Task brief ▸
Go through the listing and set it down exactly, leaving out its pictures.

Data records ▸
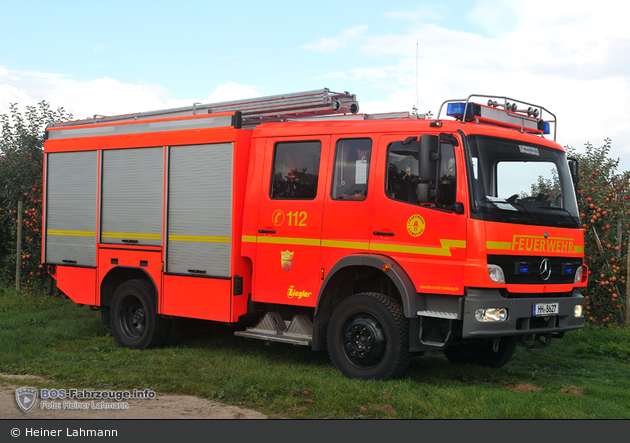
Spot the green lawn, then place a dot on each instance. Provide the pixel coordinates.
(585, 375)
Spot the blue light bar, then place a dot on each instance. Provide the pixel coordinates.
(457, 110)
(546, 129)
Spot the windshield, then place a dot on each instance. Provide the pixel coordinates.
(517, 182)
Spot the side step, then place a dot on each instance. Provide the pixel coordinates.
(272, 327)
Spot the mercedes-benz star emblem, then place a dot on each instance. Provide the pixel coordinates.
(545, 269)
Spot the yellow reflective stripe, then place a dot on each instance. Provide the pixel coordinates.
(199, 238)
(443, 251)
(498, 245)
(131, 235)
(71, 233)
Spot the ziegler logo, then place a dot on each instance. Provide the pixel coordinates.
(291, 293)
(542, 244)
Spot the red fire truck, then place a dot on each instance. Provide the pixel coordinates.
(375, 237)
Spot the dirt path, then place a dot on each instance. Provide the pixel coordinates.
(164, 406)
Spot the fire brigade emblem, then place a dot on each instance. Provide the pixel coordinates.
(415, 225)
(286, 260)
(26, 398)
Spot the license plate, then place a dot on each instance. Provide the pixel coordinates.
(545, 309)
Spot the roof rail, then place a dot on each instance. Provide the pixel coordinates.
(252, 110)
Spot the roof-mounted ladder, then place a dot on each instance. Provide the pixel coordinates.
(253, 110)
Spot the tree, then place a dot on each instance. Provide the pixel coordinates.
(604, 202)
(21, 176)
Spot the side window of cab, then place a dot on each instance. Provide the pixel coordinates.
(295, 170)
(404, 181)
(351, 169)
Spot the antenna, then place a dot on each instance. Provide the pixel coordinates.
(416, 75)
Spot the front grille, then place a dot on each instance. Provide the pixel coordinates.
(558, 266)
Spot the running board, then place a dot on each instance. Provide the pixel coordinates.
(272, 327)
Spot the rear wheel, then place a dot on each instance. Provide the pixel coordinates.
(483, 353)
(368, 337)
(134, 319)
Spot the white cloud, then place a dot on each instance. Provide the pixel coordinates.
(570, 57)
(99, 48)
(422, 14)
(232, 91)
(330, 44)
(103, 96)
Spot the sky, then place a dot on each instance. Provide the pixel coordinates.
(116, 57)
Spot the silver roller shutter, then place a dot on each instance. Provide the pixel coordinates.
(71, 191)
(132, 196)
(200, 210)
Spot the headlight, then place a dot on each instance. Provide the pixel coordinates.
(496, 274)
(491, 314)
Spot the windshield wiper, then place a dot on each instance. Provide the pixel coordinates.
(573, 219)
(525, 209)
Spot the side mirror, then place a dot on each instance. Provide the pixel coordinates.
(403, 148)
(429, 156)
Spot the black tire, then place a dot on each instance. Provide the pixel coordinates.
(368, 337)
(482, 353)
(134, 319)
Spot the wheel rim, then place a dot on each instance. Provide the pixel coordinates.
(132, 318)
(364, 341)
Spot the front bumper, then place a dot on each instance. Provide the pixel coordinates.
(521, 320)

Answer section ▸
Spot the green lawn, then place a dot on each instance. Provide the pixel coordinates.
(585, 375)
Spot the blue light bar, then place a dot on each instance. Provide the pixel coordinates.
(457, 110)
(546, 129)
Spot the windshield, then place a dot on each instance. Provide the pixel coordinates.
(517, 182)
Spot the side step, then place a dot on each instance. Provide the pixel coordinates.
(272, 327)
Spot the mercedes-benz star emblem, then place a dot on each instance. Provide the pixel coordinates.
(545, 269)
Spot the yellow reflective stripe, then place a dot on each instance. Provide the pixel coordinates.
(199, 238)
(443, 251)
(498, 245)
(131, 235)
(71, 233)
Spot the ziegler logo, then place a dot on each instance. Provide the pixel coordinates.
(291, 293)
(542, 244)
Spot the red fire truck, then place a dot on each instance. Provide the pixel coordinates.
(375, 237)
Spot the dirt path, then place a dot on each instance. Provide the pixel coordinates.
(164, 406)
Spot the fire brigade emblem, then place a dot on each instance. Provide the pixel coordinates.
(415, 225)
(286, 260)
(26, 398)
Spot the license plate, then place a dot on each instance. Provide the pixel coordinates.
(545, 309)
Spot the roof rail, then place a dot on each instance. Provide the pixel coordinates.
(252, 110)
Spot the roof-mounted ladder, then place a dot on each instance. Provide the pixel coordinates.
(253, 110)
Spot the tree, then place a dot on each instance. Provide the pixel coordinates.
(604, 202)
(21, 176)
Spot the side window of cab, then place a dot on each instance. Provide the pixel coordinates.
(295, 170)
(404, 181)
(351, 169)
Spot the antenna, then place a dot on each instance. Provide the pixel coordinates.
(416, 75)
Spot the front grille, then place a dot on each instance. Provide the pixel coordinates.
(558, 266)
Spot the running board, then place a dot on each instance. Provide the pixel coordinates.
(272, 327)
Spot the rear wheel, then place a dot on each instance. Provide the pixel coordinates.
(483, 353)
(368, 337)
(134, 319)
Spot the white cloud, then place a dot on each instance. Provide the pixel coordinates.
(570, 57)
(99, 48)
(422, 14)
(232, 91)
(330, 44)
(103, 96)
Spot the sky, then place a dot on each instance. Provide the pixel coordinates.
(116, 57)
Spot the silver roller shutter, then place a dot on each instance. Provide the pixel coordinates.
(71, 191)
(132, 196)
(200, 210)
Spot the headlight, then place a dot on each instance. Provide the pixel coordinates.
(496, 274)
(491, 314)
Spot the windshield wiper, then place a dot on each instance. Provide the pixel coordinates.
(573, 219)
(525, 209)
Spot the side mirror, then place a dot on each instance. Provide the pixel coordinates.
(403, 148)
(429, 156)
Spot the black tire, then place a dot on each instance. Provide the pixel coordinates.
(368, 337)
(482, 353)
(134, 319)
Spot the wheel rim, then place a dot on each instance. Provide the pixel coordinates.
(132, 318)
(364, 341)
Spot the front bumper, then place a dot on each instance. Provide the pixel coordinates.
(521, 320)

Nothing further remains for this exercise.